Records supplied:
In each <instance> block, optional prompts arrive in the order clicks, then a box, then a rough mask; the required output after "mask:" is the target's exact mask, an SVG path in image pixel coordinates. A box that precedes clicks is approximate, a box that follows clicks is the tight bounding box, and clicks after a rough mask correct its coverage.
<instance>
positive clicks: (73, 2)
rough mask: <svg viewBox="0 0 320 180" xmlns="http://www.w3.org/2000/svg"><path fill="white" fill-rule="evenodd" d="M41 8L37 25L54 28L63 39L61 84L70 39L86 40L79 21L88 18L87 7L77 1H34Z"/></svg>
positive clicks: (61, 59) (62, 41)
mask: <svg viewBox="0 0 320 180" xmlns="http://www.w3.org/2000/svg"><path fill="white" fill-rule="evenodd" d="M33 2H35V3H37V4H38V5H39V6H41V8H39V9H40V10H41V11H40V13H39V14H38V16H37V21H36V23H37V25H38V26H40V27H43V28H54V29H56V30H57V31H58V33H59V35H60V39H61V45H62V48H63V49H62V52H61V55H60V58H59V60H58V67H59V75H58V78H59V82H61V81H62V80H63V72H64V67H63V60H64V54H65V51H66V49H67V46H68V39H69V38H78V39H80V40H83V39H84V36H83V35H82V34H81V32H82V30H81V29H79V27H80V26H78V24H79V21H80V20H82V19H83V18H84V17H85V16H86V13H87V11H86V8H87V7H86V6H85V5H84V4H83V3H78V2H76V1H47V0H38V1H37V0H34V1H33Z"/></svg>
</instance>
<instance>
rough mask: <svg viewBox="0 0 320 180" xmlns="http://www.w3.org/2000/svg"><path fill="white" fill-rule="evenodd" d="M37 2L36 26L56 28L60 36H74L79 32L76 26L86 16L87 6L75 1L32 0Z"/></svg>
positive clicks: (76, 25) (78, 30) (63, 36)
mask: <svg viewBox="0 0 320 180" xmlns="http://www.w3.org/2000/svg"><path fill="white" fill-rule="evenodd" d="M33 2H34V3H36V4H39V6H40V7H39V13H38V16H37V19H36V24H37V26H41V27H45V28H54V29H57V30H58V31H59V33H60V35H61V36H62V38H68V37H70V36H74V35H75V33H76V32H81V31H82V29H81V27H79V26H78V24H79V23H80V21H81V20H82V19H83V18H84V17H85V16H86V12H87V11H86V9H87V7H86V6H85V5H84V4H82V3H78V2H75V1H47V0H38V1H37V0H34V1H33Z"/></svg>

What the task requires: The task requires that all the material be restated word for word.

Response to this task:
In each <instance> block, optional prompts arrive in the order clicks, then a box, then a rough mask; the required output after "mask:" is the target's exact mask, an SVG path in image pixel coordinates. A box that precedes clicks is approximate, a box that follows clicks is the tight bounding box, and clicks after a rough mask correct its coverage.
<instance>
positive clicks: (73, 2)
rough mask: <svg viewBox="0 0 320 180" xmlns="http://www.w3.org/2000/svg"><path fill="white" fill-rule="evenodd" d="M41 8L37 25L54 28L63 39L61 84L70 39L86 40L79 21L88 18L87 7L77 1H34Z"/></svg>
positive clicks: (61, 59) (62, 41)
mask: <svg viewBox="0 0 320 180" xmlns="http://www.w3.org/2000/svg"><path fill="white" fill-rule="evenodd" d="M33 2H35V3H37V4H38V5H39V6H41V8H39V9H40V10H41V11H40V13H39V14H38V16H37V21H36V23H37V25H38V26H40V27H43V28H54V29H56V30H57V31H58V33H59V35H60V39H61V45H62V48H63V49H62V52H61V55H60V58H59V60H58V67H59V75H58V78H59V82H61V81H62V80H63V72H64V67H63V60H64V54H65V51H66V49H67V46H68V39H69V38H78V39H80V40H83V39H84V36H83V35H82V34H81V32H82V30H81V29H79V27H80V26H78V24H79V21H80V20H82V19H83V18H84V17H85V16H86V13H87V11H86V8H87V7H86V6H85V5H84V4H83V3H78V2H76V1H47V0H38V1H37V0H34V1H33Z"/></svg>
</instance>
<instance>
rough mask: <svg viewBox="0 0 320 180" xmlns="http://www.w3.org/2000/svg"><path fill="white" fill-rule="evenodd" d="M37 2L36 26L56 28L60 36H74L79 32L76 26L86 16L87 6L75 1L32 0Z"/></svg>
positive clicks: (76, 25) (78, 30) (63, 36)
mask: <svg viewBox="0 0 320 180" xmlns="http://www.w3.org/2000/svg"><path fill="white" fill-rule="evenodd" d="M33 2H34V3H36V4H39V6H40V7H39V13H38V16H37V19H36V24H37V26H41V27H45V28H54V29H57V30H58V31H59V33H60V35H61V36H62V38H68V37H70V36H74V35H75V33H76V32H81V31H82V29H81V27H79V26H78V24H79V23H80V21H81V20H82V19H83V18H84V17H85V16H86V12H87V11H86V9H87V7H86V6H85V5H84V4H82V3H78V2H75V1H47V0H38V1H37V0H34V1H33Z"/></svg>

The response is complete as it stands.